◆ Set of tasks
**A.** Please list each capitalized word in the passage on Darwin's theory that is not the first word of a sentence, naming each distinct form once.
**B.** Edit the passage on Darwin's theory: rewrite it from "The truth is, that" to "negations of infidelity.", changing "young men" to "students".
**C.** In one to three sentences, explain why, according to the passage on Darwin's theory, man was prepared to acclaim the monkey as his ancestor.

======== Excerpted text ========

The writer well remembers the sensation that occurred when Darwin gave to the world his theory of evolution, and it was triumphantly affirmed everywhere that men were descended from monkeys.
The truth is, that man so hated God’s Word and was so anxious to get rid of it, that he was quite prepared to acclaim the monkey as his ancestor. Darwin, indeed, admitted that there was a missing link, but unbelief in God did not hesitate to leap the intervening space between link and link, and hasten to welcome as established truth, this latest expression of “science, falsely so called.” Thousands of young men had their confidence in the Bible shaken by this theory, and many were engulfed in the negations of infidelity.
True, the theory did not and could not deny the Creator, though it tended that way. If the spontaneous generation of life could have been proved, the Creator would have been unceremoniously bowed out of the universe. But though infidel scientists laboured hard to prove it, they have been compelled to admit that the proofs were all the other way. So that even the Darwinian theory led its followers up to a blank wall, for if man came through many stages of protoplasm, with its marvellous potentialities, who created the protoplasm?

======== Data entries ========

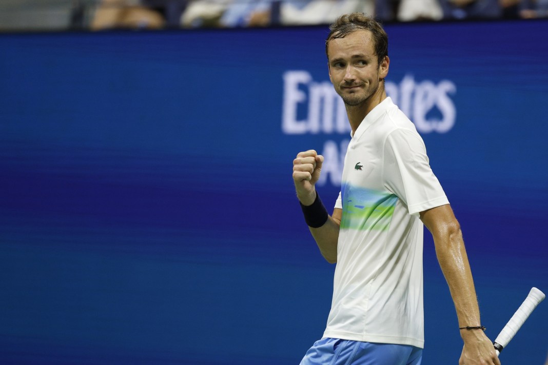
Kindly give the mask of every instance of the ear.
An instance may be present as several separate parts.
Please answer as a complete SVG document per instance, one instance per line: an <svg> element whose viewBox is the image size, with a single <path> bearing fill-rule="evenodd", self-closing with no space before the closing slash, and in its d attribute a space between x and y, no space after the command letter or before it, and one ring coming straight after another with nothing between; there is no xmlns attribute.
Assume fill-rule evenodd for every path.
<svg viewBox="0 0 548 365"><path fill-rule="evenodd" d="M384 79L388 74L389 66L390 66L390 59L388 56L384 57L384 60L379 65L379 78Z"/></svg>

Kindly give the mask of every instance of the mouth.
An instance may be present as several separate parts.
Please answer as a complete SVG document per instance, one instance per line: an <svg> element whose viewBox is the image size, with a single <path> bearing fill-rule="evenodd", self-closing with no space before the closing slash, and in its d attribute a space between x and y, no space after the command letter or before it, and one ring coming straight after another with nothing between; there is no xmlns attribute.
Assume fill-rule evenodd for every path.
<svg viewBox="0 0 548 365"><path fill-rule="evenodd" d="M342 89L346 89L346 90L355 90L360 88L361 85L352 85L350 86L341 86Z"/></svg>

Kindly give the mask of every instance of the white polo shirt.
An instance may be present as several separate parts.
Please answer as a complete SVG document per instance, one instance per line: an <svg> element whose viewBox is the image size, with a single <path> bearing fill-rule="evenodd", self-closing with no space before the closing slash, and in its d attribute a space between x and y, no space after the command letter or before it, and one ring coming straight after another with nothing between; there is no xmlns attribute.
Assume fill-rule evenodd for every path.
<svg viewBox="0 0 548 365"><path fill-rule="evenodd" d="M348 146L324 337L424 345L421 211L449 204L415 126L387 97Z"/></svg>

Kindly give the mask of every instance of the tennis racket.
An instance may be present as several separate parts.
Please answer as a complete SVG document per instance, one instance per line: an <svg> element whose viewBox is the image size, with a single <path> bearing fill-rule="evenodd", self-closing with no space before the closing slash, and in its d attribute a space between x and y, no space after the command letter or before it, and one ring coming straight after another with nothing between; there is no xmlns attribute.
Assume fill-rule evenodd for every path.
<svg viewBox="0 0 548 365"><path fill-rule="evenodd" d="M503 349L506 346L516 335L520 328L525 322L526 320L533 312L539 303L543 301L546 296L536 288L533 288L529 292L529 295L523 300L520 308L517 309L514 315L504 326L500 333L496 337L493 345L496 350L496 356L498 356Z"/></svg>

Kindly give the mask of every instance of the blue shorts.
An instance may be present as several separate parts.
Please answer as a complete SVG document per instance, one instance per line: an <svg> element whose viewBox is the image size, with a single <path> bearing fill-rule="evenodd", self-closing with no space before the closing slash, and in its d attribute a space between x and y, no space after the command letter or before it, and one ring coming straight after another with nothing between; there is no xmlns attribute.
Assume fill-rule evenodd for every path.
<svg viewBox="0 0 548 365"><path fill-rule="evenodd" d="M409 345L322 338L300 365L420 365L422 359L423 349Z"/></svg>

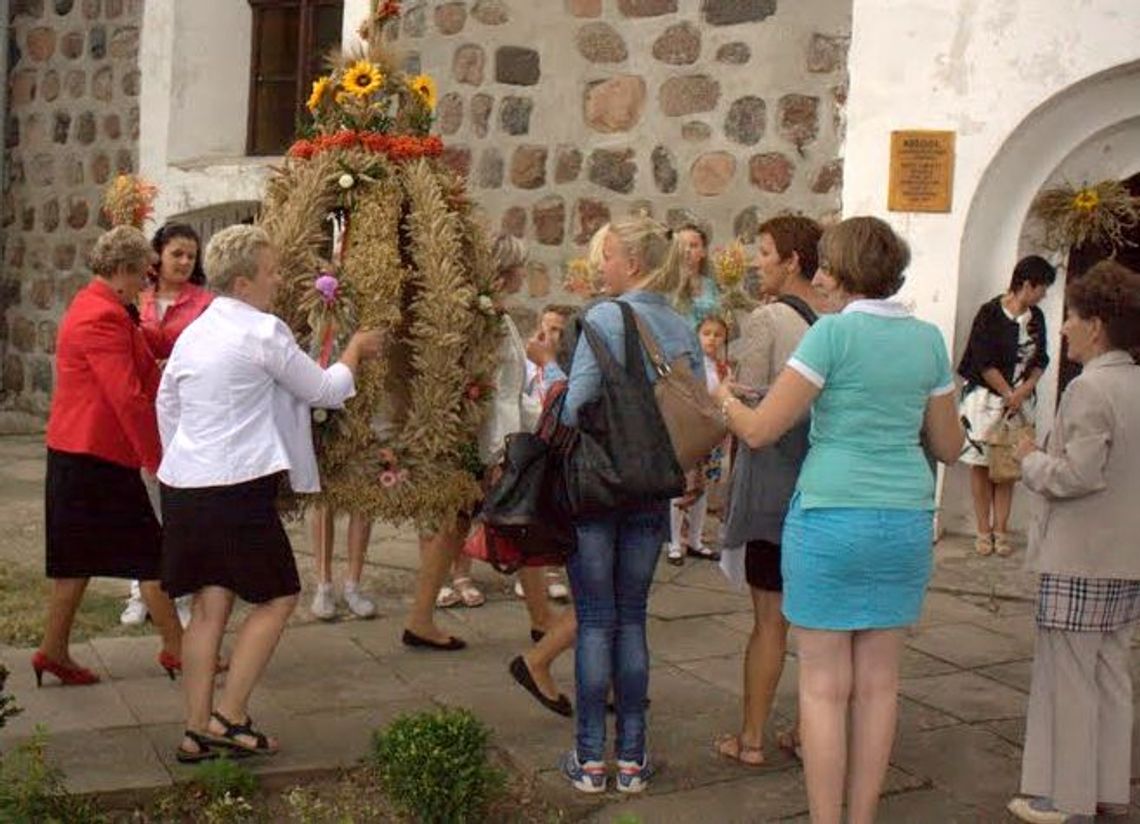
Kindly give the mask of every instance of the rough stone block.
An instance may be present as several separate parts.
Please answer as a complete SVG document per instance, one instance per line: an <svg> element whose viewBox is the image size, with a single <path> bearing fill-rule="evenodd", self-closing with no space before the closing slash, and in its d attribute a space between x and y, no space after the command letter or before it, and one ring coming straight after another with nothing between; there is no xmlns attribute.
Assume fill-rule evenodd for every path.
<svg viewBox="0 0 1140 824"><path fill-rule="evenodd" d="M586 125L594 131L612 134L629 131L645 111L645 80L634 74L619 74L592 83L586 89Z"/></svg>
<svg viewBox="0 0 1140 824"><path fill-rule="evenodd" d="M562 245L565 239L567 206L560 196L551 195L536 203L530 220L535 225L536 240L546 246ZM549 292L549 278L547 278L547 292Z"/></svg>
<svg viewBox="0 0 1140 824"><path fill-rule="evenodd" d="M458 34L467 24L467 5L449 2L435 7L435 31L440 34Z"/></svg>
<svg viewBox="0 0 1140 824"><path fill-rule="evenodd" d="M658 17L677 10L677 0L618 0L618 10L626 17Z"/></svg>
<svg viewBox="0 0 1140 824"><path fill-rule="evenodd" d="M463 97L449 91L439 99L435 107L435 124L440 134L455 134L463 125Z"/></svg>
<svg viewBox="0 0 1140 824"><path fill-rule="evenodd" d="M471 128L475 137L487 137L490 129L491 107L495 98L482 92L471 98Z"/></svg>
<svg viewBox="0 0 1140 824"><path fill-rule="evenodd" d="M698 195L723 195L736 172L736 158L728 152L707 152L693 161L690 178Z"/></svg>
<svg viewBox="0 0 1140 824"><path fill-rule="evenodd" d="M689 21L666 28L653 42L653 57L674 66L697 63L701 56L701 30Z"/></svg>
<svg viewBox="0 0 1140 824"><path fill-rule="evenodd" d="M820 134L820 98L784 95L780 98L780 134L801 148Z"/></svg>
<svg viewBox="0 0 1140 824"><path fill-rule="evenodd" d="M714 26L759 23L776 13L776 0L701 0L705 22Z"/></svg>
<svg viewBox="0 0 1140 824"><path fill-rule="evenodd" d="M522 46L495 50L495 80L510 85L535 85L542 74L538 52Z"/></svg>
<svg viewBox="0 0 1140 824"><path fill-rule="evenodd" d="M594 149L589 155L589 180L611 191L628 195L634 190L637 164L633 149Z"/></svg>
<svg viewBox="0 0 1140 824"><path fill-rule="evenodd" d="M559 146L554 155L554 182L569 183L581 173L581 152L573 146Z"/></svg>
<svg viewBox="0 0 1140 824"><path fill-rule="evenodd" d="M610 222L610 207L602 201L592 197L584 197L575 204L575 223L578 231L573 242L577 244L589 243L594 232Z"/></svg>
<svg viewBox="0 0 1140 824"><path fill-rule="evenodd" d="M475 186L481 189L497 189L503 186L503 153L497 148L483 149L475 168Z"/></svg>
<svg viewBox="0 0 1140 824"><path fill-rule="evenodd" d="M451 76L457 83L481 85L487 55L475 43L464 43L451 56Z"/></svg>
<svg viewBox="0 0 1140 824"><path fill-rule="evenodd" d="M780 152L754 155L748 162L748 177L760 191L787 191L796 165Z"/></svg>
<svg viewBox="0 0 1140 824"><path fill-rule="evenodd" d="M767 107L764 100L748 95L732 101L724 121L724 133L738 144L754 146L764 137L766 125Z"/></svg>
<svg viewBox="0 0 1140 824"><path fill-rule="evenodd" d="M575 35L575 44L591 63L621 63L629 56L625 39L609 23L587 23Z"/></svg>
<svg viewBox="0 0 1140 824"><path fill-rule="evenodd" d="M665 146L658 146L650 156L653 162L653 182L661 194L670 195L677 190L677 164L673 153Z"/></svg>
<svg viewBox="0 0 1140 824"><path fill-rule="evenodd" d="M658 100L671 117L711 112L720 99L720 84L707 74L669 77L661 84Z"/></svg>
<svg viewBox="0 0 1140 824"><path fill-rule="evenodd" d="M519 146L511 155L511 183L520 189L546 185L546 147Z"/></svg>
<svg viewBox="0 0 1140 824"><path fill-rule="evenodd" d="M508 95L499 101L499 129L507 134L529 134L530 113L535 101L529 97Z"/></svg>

========
======== Data entries ========

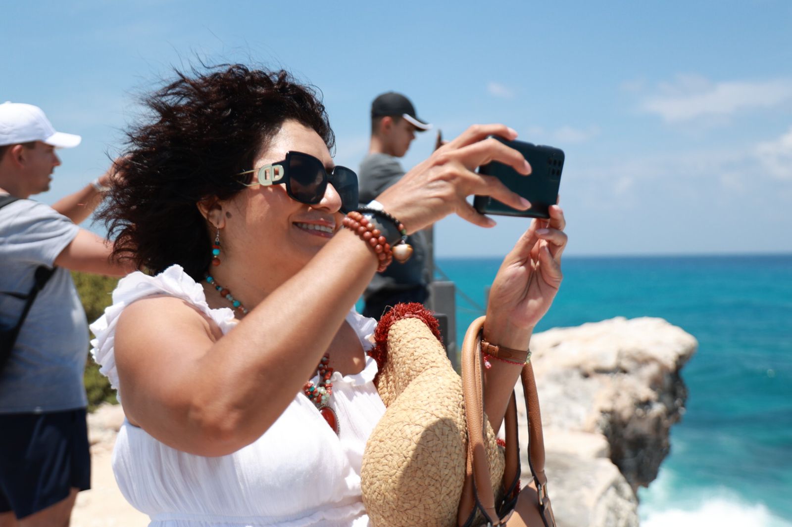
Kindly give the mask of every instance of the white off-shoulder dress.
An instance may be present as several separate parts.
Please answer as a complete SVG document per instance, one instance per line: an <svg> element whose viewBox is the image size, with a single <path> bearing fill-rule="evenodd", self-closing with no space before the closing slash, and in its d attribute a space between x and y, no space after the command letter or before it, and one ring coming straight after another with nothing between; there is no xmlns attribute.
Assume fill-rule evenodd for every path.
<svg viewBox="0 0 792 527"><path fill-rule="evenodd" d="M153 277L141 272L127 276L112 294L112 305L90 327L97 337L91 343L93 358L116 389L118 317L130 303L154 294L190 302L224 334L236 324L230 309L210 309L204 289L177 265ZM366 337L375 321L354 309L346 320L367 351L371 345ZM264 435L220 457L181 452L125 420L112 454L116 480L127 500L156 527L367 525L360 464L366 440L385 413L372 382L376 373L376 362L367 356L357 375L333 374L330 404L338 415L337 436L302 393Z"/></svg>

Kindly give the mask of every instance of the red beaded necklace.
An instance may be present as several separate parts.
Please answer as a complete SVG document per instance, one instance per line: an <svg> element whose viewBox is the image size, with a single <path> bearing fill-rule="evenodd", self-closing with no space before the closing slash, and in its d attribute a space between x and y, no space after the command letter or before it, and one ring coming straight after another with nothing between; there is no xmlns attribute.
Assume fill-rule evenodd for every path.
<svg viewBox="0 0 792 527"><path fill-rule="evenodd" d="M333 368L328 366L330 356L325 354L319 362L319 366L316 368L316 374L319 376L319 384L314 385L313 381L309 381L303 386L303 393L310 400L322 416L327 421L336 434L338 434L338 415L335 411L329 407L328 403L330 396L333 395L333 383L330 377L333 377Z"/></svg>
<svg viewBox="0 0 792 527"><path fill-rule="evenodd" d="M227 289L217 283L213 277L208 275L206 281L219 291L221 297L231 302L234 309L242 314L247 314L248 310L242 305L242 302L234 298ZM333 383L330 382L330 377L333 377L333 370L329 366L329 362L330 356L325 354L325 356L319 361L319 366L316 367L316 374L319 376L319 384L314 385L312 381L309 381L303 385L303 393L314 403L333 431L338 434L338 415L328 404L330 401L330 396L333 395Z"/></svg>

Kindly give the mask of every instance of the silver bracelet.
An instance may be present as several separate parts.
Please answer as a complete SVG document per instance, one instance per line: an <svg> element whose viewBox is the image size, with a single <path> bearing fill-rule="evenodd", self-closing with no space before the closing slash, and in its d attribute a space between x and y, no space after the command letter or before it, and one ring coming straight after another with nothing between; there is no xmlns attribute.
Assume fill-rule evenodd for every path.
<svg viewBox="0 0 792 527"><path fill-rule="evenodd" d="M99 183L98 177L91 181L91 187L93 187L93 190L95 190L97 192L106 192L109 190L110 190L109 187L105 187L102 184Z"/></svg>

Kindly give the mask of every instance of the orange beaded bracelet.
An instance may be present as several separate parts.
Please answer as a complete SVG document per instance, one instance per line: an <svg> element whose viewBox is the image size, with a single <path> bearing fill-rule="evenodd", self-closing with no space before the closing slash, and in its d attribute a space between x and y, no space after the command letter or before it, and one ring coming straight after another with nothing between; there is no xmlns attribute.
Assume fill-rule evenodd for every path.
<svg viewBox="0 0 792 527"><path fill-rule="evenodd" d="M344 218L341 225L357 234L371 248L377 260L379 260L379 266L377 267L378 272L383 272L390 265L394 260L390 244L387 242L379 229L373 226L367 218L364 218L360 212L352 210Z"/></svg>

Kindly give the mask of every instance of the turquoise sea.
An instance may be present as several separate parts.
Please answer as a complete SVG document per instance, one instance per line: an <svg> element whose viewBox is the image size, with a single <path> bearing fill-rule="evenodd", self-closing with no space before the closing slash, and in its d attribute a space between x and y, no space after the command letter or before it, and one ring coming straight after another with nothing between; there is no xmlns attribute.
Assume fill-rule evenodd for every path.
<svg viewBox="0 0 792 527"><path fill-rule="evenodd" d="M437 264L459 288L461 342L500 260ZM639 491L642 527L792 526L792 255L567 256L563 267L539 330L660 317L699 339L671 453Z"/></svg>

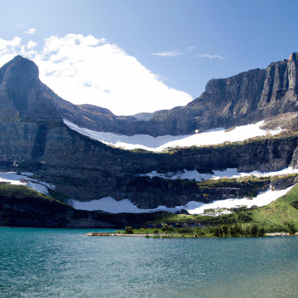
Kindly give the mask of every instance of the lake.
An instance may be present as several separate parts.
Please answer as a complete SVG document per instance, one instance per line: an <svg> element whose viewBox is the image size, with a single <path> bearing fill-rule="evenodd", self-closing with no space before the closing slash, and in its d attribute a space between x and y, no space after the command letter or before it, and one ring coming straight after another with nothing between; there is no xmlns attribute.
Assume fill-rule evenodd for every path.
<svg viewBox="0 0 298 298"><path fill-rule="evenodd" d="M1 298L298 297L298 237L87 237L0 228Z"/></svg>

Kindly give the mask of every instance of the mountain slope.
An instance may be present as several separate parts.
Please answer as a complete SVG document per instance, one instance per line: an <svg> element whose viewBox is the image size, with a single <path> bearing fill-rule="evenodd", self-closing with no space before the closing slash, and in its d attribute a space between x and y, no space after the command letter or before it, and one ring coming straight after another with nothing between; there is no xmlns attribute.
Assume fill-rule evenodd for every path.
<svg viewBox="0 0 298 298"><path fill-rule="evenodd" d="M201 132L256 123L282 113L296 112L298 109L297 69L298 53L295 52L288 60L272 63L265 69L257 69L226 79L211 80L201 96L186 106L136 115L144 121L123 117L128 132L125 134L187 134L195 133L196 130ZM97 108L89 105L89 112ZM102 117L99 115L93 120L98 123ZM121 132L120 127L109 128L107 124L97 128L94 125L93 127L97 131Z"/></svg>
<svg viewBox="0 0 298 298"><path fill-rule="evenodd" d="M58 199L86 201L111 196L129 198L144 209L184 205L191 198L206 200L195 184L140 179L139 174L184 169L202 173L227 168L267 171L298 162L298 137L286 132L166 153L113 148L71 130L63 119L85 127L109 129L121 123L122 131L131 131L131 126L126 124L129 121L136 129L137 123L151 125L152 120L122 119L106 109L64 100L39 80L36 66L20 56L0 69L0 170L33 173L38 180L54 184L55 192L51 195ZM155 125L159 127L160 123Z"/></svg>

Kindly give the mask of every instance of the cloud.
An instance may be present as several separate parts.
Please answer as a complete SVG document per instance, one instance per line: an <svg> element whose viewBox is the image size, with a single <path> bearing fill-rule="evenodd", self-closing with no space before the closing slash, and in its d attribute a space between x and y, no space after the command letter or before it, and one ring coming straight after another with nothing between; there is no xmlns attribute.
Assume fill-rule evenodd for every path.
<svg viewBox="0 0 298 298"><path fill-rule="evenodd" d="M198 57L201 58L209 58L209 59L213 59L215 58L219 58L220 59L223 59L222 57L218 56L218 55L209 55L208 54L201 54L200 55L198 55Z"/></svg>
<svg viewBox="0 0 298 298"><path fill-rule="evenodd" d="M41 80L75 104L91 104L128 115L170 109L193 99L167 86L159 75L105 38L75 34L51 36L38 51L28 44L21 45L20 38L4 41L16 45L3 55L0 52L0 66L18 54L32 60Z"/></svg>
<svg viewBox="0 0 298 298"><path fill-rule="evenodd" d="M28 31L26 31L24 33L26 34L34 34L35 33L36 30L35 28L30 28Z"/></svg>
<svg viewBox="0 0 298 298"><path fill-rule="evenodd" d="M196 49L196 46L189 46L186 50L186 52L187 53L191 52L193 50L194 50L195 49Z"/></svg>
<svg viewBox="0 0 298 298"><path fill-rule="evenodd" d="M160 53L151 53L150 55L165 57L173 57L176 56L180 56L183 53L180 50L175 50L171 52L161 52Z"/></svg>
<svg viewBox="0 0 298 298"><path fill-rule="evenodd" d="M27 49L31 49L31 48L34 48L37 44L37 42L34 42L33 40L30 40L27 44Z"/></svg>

========
======== Data entries ========

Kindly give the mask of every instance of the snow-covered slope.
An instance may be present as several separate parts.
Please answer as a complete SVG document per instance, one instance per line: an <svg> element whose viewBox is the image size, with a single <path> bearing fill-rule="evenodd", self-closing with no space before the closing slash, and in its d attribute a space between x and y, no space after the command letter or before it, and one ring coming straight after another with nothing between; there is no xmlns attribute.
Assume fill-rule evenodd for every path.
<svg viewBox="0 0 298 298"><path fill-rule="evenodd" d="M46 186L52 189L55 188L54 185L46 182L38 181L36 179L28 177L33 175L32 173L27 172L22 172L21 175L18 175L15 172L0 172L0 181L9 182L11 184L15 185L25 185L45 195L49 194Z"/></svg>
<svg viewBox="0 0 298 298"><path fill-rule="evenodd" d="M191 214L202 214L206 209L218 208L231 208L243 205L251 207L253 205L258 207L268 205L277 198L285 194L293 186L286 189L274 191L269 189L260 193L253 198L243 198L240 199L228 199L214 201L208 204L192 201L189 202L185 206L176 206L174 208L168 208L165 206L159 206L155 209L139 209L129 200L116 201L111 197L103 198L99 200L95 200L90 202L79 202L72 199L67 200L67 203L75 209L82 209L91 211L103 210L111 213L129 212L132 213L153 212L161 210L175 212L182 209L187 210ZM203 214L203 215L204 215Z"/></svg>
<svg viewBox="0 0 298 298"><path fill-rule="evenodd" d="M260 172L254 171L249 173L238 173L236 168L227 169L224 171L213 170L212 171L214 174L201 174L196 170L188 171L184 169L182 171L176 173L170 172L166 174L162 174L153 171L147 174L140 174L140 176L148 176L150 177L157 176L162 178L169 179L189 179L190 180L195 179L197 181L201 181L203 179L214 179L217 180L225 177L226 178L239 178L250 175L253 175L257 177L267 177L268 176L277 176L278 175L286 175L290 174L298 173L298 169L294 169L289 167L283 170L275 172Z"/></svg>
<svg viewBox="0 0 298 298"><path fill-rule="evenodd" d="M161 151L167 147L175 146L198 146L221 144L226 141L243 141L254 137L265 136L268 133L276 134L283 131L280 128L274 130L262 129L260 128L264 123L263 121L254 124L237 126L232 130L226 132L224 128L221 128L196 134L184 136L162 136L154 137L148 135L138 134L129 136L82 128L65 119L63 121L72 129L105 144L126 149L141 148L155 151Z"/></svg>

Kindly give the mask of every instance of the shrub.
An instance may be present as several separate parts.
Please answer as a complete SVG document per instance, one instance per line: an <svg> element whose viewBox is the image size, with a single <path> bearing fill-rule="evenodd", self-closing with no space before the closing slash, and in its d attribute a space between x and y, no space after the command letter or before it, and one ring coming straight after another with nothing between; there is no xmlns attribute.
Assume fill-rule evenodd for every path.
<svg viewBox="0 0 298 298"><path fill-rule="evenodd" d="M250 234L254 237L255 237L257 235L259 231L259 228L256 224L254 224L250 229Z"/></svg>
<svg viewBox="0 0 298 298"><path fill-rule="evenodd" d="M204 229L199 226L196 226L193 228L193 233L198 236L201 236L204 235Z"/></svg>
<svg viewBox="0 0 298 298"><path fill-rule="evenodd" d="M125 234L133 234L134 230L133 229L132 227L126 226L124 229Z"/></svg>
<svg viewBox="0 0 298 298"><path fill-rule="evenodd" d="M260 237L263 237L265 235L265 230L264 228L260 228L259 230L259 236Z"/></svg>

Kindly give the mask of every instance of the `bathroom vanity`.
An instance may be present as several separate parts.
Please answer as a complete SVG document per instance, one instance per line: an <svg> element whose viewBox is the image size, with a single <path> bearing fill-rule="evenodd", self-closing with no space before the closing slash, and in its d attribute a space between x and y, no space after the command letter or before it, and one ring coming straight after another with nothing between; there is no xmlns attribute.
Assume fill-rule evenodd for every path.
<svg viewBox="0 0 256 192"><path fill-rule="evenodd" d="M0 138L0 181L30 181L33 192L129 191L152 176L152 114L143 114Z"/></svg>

========

◆ Worked answers
**A.** Darwin, God’s, Word, God, Bible, Creator, Darwinian

**B.**
The truth is, that man so hated God’s Word and was so anxious to get rid of it, that he was quite prepared to acclaim the monkey as his ancestor. Darwin, indeed, admitted that there was a missing link, but unbelief in God did not hesitate to leap the intervening space between link and link, and hasten to welcome as established truth, this latest expression of “science, falsely so called.” Thousands of students had their confidence in the Bible shaken by this theory, and many were engulfed in the negations of infidelity.

**C.** Man so hated God’s Word and was so anxious to get rid of it that he was ready to accept the monkey as his ancestor.